> Given task
Pull out the lines of the rows below, from the line containing "the white wristband." through the line containing "(1132, 810)", both ends included. Reproduce them unchanged.
○ ○ ○ ○
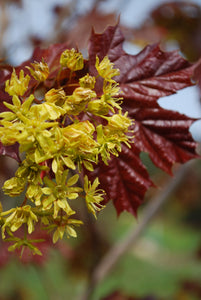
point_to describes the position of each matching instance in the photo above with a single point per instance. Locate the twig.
(123, 245)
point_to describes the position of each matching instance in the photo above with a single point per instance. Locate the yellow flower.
(87, 81)
(40, 70)
(17, 86)
(94, 196)
(105, 69)
(19, 216)
(72, 59)
(66, 226)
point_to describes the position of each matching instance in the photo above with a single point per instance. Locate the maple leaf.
(163, 134)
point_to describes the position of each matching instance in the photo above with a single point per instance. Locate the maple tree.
(142, 79)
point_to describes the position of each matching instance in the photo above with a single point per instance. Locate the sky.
(37, 18)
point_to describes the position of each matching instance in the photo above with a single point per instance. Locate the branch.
(124, 244)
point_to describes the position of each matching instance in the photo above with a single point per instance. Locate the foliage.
(75, 129)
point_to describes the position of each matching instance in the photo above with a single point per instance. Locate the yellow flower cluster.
(57, 142)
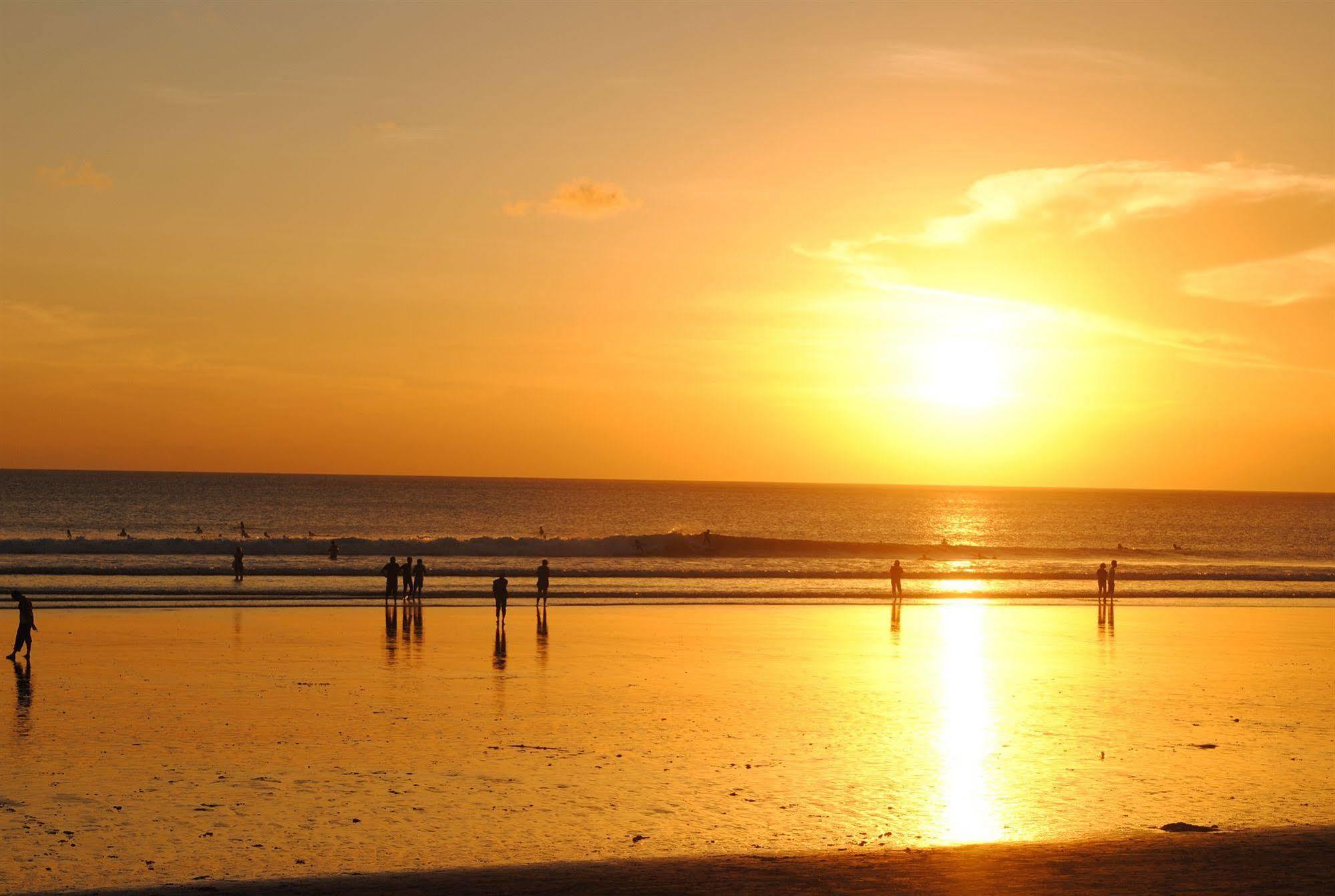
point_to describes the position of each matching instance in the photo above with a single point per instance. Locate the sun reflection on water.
(968, 809)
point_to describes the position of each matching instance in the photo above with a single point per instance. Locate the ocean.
(629, 541)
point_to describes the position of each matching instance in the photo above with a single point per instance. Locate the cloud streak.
(72, 174)
(578, 198)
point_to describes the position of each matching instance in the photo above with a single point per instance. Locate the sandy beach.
(1260, 862)
(159, 747)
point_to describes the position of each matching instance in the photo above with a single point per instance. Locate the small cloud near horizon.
(73, 174)
(578, 198)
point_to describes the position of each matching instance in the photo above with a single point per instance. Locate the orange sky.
(1086, 245)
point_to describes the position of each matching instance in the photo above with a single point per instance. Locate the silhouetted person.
(501, 595)
(23, 638)
(544, 574)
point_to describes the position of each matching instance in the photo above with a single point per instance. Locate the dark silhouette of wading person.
(544, 575)
(501, 595)
(391, 579)
(27, 626)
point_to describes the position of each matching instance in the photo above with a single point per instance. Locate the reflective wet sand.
(162, 746)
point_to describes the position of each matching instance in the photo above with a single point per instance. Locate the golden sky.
(1083, 245)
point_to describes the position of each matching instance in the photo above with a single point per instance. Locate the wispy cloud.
(578, 198)
(1016, 65)
(1274, 281)
(73, 174)
(39, 325)
(391, 130)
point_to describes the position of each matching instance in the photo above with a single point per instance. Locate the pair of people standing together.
(414, 576)
(501, 591)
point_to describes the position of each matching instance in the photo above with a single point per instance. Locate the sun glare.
(966, 372)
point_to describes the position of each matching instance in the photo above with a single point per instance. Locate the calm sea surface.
(644, 541)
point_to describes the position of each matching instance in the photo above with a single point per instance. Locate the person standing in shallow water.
(23, 638)
(501, 595)
(544, 574)
(391, 579)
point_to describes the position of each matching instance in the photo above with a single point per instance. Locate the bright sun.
(964, 372)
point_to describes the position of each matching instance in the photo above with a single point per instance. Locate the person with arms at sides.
(23, 638)
(391, 579)
(544, 574)
(501, 595)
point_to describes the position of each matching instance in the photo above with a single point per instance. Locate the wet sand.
(158, 747)
(1298, 861)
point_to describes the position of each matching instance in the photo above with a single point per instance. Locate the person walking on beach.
(501, 595)
(23, 638)
(544, 574)
(418, 579)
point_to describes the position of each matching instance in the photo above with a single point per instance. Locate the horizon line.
(668, 481)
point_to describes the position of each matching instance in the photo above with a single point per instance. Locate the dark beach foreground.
(1290, 861)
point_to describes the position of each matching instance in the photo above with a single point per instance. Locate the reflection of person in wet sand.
(501, 595)
(544, 572)
(27, 626)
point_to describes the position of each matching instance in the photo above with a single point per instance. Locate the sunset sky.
(1069, 245)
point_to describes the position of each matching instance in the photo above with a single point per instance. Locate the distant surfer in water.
(544, 574)
(23, 638)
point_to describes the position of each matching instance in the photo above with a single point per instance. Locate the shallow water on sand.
(164, 746)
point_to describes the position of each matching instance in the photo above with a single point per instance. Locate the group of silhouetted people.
(413, 576)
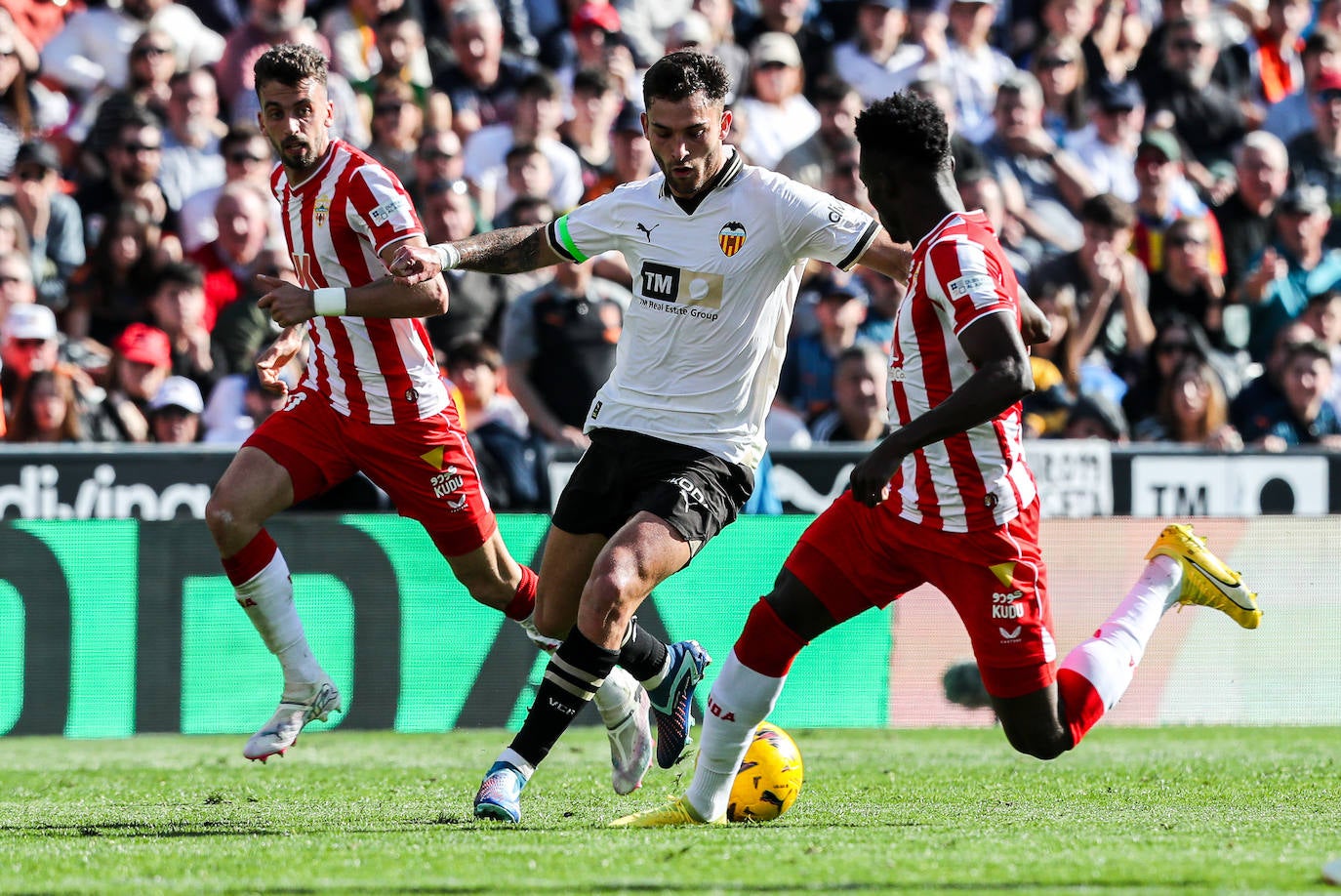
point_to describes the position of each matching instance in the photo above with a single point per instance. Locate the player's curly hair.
(290, 63)
(684, 72)
(908, 128)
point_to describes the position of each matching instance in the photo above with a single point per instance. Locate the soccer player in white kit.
(946, 499)
(716, 248)
(372, 400)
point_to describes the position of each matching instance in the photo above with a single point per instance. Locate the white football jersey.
(713, 290)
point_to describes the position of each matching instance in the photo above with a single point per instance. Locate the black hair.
(290, 64)
(908, 128)
(684, 72)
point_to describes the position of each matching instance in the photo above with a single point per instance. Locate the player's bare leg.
(743, 695)
(251, 491)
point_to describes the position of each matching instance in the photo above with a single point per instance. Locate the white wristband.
(329, 301)
(448, 254)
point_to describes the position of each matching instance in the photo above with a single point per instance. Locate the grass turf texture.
(1132, 810)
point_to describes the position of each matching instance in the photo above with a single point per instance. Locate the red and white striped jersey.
(975, 479)
(337, 223)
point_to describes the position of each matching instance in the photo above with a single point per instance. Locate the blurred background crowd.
(1162, 176)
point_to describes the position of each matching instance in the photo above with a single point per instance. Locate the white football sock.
(741, 699)
(268, 599)
(1109, 659)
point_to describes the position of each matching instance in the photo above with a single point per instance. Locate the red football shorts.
(856, 557)
(427, 467)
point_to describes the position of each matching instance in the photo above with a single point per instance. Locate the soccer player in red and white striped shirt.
(372, 401)
(946, 499)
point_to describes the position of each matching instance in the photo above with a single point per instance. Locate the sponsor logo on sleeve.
(979, 287)
(386, 210)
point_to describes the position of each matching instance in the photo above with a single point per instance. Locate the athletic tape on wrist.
(329, 301)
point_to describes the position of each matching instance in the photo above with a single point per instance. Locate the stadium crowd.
(1162, 176)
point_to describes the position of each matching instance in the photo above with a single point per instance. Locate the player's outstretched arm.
(511, 250)
(889, 258)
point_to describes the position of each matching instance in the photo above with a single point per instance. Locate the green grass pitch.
(1186, 810)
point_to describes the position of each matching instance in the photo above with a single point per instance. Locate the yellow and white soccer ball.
(770, 777)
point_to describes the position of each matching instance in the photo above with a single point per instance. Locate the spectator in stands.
(1261, 171)
(512, 463)
(1096, 416)
(588, 132)
(438, 158)
(974, 68)
(630, 154)
(479, 300)
(1293, 114)
(838, 106)
(192, 154)
(1043, 185)
(94, 46)
(15, 282)
(473, 70)
(1187, 283)
(1061, 71)
(361, 34)
(1191, 409)
(46, 409)
(175, 412)
(397, 126)
(98, 121)
(1178, 340)
(1184, 99)
(559, 345)
(1316, 153)
(1164, 196)
(720, 15)
(111, 289)
(860, 411)
(1302, 416)
(236, 407)
(599, 42)
(133, 167)
(1112, 290)
(1108, 147)
(28, 343)
(1297, 265)
(813, 36)
(807, 372)
(178, 307)
(51, 222)
(27, 107)
(1274, 51)
(775, 114)
(538, 114)
(243, 218)
(247, 160)
(141, 362)
(878, 60)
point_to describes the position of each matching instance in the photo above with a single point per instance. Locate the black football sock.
(572, 679)
(641, 655)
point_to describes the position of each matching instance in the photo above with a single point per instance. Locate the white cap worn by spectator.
(179, 391)
(29, 322)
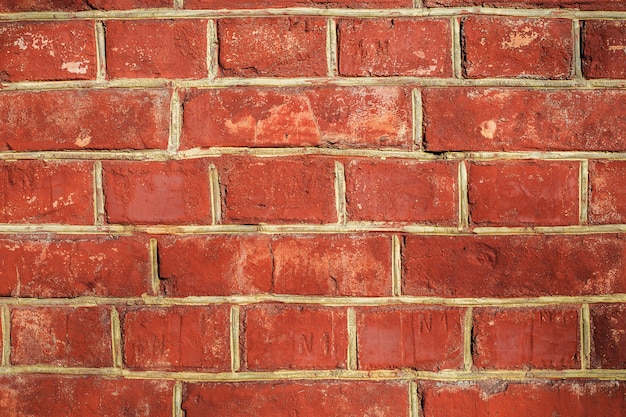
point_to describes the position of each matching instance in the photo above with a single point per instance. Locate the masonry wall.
(312, 208)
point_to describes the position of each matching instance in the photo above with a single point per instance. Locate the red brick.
(281, 190)
(156, 48)
(46, 192)
(515, 47)
(514, 266)
(343, 117)
(604, 49)
(513, 399)
(294, 337)
(84, 119)
(335, 265)
(513, 193)
(72, 266)
(402, 191)
(61, 336)
(608, 336)
(379, 47)
(297, 398)
(423, 339)
(607, 198)
(157, 192)
(177, 338)
(36, 51)
(545, 337)
(75, 396)
(495, 119)
(272, 47)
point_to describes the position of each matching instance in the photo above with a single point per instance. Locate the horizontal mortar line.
(163, 13)
(345, 301)
(373, 375)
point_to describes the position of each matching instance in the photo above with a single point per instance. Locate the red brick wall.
(313, 208)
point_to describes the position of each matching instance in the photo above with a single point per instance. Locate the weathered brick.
(72, 266)
(156, 48)
(379, 47)
(343, 117)
(39, 51)
(46, 192)
(84, 119)
(607, 197)
(61, 336)
(294, 337)
(172, 192)
(301, 398)
(514, 193)
(272, 47)
(425, 338)
(517, 47)
(502, 119)
(514, 266)
(402, 191)
(546, 337)
(284, 190)
(177, 338)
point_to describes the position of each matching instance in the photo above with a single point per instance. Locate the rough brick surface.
(379, 47)
(156, 48)
(353, 117)
(515, 47)
(58, 336)
(523, 193)
(424, 339)
(47, 51)
(514, 266)
(419, 192)
(526, 338)
(294, 337)
(177, 338)
(157, 192)
(493, 119)
(84, 119)
(301, 398)
(46, 192)
(73, 266)
(272, 47)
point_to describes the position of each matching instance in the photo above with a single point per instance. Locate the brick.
(516, 47)
(502, 119)
(379, 47)
(72, 266)
(607, 197)
(74, 396)
(46, 192)
(604, 49)
(338, 117)
(173, 192)
(61, 336)
(514, 266)
(156, 48)
(398, 190)
(84, 119)
(301, 398)
(272, 47)
(608, 336)
(294, 337)
(528, 338)
(512, 399)
(177, 338)
(424, 339)
(41, 51)
(513, 193)
(285, 190)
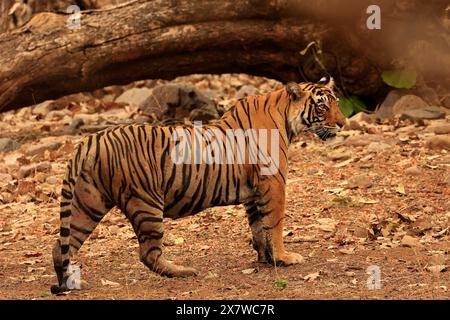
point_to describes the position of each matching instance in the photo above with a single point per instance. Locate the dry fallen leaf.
(110, 283)
(400, 189)
(312, 276)
(249, 271)
(179, 241)
(347, 251)
(437, 268)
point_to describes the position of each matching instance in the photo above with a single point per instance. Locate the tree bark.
(168, 38)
○ ○ ○ ○
> Correct answer
point_to describes the position of each matching instance in the photo above with a single point per instance. Locate the white wristband.
(329, 301)
(448, 254)
point_to describes the position of each matching instance in the photo above with a single point per instance. Locate the grass turf texture.
(1132, 810)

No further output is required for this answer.